Wer waren die „fahrenden Fotografen“?  

Diese Fotografen reisten von Dorf zu Dorf, vor allem in der Zeit nach dem Zweiten Weltkrieg, und machten Fotos der dort ansässigen Menschen. Fotoateliers befanden sich in den Städten, und die Dorfbevölkerung hatte oft nicht die Möglichkeit oder das Geld, dort Porträts oder Familienfotos machen zu lassen. Das war nicht gerade billig und der Weg dorthin war beschwerlich. Die fahrenden Fotografen wurden oft in Naturalien bezahlt – mit dem, was es im Dorf gerade gab, etwa Milch, Eier und andere Waren.   

Existiert die Tradition, Teppiche als Hintergrund für Fotos zu nutzen, heute noch? 

Die Tradition, Menschen vor Teppichen zu fotografieren, ist nicht verschwunden; sie hat sich verändert. Viele haben noch Fotos von sowjetischen Wohnungen, in denen ein Teppich an der Wand hinter dem Sofa hängt. Non-verbale Alltagspraktiken verschwinden nie völlig, sie entwickeln sich immer weiter. Das ist das Interessanteste an unserer Arbeit. Gewohnheiten und visuelle Codes dienen uns dazu, dass wir uns über die Gegenwart und die Alltagspraktiken verständigen, die uns prägen und von anderen unterscheiden.   

Wie entstehen Projekte bei VEHA?

**Aufgelistete Einträge:**

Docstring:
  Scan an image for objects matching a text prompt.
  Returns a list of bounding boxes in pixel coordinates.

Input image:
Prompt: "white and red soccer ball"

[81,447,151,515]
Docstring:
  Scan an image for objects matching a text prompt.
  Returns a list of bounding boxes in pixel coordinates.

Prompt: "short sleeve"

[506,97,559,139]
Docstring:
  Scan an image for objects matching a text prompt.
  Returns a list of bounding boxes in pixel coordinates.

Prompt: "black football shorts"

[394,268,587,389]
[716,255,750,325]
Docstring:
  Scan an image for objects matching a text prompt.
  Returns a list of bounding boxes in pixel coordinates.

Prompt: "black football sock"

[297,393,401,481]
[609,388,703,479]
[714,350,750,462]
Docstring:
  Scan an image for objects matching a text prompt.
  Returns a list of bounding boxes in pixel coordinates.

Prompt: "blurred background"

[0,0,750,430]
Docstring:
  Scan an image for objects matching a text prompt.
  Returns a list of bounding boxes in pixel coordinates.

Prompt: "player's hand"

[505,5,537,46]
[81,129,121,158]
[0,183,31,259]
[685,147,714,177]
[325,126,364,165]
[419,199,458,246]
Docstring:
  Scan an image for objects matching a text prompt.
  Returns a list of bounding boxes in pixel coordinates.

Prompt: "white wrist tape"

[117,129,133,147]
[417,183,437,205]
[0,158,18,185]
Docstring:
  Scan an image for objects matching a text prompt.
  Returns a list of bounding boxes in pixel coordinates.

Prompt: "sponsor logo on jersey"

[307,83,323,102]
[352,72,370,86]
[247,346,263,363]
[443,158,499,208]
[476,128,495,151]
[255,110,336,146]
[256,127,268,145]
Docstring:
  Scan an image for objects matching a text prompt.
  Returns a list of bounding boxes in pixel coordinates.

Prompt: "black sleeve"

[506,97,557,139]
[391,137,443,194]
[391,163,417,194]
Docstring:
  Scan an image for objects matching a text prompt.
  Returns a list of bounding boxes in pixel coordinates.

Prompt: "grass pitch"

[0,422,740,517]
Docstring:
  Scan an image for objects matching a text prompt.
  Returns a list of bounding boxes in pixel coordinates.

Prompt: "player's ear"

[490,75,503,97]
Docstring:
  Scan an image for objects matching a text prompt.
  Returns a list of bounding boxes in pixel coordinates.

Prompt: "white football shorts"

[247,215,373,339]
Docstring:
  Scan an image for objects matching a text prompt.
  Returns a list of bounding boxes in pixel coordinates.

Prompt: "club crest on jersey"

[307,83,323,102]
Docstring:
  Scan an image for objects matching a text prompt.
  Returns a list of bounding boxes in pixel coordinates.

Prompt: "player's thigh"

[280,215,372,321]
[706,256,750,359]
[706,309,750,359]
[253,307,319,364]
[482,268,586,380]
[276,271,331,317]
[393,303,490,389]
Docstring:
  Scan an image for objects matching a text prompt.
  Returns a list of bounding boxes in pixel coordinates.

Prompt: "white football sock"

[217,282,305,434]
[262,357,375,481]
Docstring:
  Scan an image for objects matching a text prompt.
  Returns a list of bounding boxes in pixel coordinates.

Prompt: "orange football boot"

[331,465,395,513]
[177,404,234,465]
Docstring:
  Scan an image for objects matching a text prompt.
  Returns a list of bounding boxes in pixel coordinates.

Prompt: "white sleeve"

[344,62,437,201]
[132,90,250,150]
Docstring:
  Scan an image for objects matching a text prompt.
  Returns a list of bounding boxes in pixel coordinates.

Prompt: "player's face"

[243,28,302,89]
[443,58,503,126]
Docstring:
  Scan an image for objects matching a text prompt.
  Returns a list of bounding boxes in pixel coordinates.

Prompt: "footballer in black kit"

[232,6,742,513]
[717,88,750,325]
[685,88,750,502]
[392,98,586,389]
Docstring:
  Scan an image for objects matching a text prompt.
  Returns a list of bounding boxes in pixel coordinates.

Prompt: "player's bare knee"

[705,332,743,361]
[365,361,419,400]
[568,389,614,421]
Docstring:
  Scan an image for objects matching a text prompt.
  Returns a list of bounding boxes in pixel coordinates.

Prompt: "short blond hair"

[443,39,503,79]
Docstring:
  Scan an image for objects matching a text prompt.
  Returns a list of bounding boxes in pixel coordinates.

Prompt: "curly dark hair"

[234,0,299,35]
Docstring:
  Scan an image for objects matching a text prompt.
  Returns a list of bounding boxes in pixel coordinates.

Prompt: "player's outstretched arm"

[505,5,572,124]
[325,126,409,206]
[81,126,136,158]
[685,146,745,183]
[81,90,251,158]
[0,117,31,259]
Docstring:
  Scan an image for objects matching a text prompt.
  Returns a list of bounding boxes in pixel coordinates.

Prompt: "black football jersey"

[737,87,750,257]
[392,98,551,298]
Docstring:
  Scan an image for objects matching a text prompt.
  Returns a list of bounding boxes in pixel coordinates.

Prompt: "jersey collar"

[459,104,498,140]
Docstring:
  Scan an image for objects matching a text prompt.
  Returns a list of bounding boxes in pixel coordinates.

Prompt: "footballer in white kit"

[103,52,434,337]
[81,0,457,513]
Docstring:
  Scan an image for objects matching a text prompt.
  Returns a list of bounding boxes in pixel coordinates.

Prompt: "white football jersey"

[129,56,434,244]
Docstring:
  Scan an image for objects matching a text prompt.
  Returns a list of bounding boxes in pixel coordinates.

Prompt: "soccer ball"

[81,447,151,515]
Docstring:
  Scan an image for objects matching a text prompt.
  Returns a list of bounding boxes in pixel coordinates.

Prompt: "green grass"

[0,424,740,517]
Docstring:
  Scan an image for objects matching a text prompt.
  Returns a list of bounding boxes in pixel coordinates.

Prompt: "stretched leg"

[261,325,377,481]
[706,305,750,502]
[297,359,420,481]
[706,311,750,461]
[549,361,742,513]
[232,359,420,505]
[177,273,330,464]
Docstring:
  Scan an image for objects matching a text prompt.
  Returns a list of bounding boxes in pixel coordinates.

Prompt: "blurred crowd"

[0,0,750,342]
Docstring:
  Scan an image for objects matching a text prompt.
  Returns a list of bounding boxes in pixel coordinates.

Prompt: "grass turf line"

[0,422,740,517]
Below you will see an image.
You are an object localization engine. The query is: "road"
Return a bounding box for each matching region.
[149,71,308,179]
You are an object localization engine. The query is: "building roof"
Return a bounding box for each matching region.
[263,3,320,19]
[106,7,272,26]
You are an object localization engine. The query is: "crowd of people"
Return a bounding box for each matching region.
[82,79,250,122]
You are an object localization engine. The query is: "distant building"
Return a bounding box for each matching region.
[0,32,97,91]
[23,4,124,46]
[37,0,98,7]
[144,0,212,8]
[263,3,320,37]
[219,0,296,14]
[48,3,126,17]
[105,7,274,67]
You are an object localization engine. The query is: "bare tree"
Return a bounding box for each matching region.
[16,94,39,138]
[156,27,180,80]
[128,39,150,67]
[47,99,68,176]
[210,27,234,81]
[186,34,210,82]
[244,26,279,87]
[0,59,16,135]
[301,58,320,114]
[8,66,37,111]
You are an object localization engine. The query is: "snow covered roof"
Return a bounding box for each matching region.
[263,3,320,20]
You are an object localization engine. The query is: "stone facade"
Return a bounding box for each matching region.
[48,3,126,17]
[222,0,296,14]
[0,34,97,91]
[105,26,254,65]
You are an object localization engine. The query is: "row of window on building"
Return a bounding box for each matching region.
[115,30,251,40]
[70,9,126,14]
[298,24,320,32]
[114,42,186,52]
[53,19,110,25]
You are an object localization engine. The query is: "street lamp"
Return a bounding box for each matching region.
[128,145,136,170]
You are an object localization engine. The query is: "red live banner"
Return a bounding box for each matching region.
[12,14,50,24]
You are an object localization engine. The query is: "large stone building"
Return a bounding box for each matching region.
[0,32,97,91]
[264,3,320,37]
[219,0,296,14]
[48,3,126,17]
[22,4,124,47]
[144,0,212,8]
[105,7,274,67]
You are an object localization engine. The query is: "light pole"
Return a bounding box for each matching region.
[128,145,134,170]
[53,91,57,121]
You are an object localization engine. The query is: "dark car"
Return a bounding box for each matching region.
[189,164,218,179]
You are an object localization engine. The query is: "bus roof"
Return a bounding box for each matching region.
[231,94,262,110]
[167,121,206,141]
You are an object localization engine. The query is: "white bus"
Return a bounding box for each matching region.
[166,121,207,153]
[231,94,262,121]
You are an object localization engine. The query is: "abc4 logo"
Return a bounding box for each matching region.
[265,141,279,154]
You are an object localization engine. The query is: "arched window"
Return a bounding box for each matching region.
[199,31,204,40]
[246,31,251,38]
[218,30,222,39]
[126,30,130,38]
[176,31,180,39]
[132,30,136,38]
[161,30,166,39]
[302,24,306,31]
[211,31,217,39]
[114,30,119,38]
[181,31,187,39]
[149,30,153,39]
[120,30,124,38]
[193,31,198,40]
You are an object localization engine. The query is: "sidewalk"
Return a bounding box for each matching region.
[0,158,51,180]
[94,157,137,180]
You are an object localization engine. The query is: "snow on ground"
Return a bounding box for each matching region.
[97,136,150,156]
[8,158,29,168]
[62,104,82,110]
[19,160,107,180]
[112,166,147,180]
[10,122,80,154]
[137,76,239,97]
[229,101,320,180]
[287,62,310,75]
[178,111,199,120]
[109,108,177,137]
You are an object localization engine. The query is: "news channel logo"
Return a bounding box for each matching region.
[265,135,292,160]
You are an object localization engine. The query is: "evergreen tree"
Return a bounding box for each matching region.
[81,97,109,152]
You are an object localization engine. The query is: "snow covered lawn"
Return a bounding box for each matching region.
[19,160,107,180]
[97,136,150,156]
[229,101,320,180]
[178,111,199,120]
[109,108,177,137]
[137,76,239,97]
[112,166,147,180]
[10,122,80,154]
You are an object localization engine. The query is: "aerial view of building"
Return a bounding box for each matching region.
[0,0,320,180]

**Aufgabe 1:**
Welche Zeilen der Auflistung enthalten das Wort „grass“? Gib jede davon zurück und achte dabei auf Groß- und Kleinschreibung.
**Aufgabe 2:**
Wie geht der Textauszug über die fahrenden Fotografen und Teppiche als Fotohintergrund weiter? Schreib die Fortsetzung im Anschluss an seinen letzten Satz.

**Lösung 1:**
Prompt: "grass pitch"
Prompt: "green grass"
Prompt: "grass turf line"

**Lösung 2:**
Bevor wir anfangen, Fotomaterial zu sammeln, legen wir ein Thema fest. Bei unserer Recherche in zahlreichen belarussischen Archiven sehen wir, dass bestimmte Stilmerkmale und Szenen immer wieder vorkommen. Aber am wichtigsten ist, dass wir – sobald das Thema steht – erst einmal abwarten, was die Menschen uns schicken und erst dann Schlussfolgerungen ziehen.

Das betrifft auch die Datierung: Wir analysieren die Objekte, die bei uns eingehen, und dann können wir das Jahr und den Ort der Aufnahme ermitteln. So haben wir festgestellt, dass die Fotos in dieser Sammlung überwiegend in der Zwischenkriegszeit und vor allem im westlichen Teil von Belarus entstanden sind. Wir legen in unseren Texten zu den Projekten immer offen, dass unsere Schlussfolgerungen auf unseren Methoden beruhen und auch andere Herangehensweisen an die Geschichte denkbar sind.

Unsere Recherche beschränkt sich auf die Gruppe derer, die sich aktiv beteiligen und uns Fotos zusenden. Das sind zwischen 50 und 500 Personen.  

Wie erfahren die Leute von der Fotosammlung?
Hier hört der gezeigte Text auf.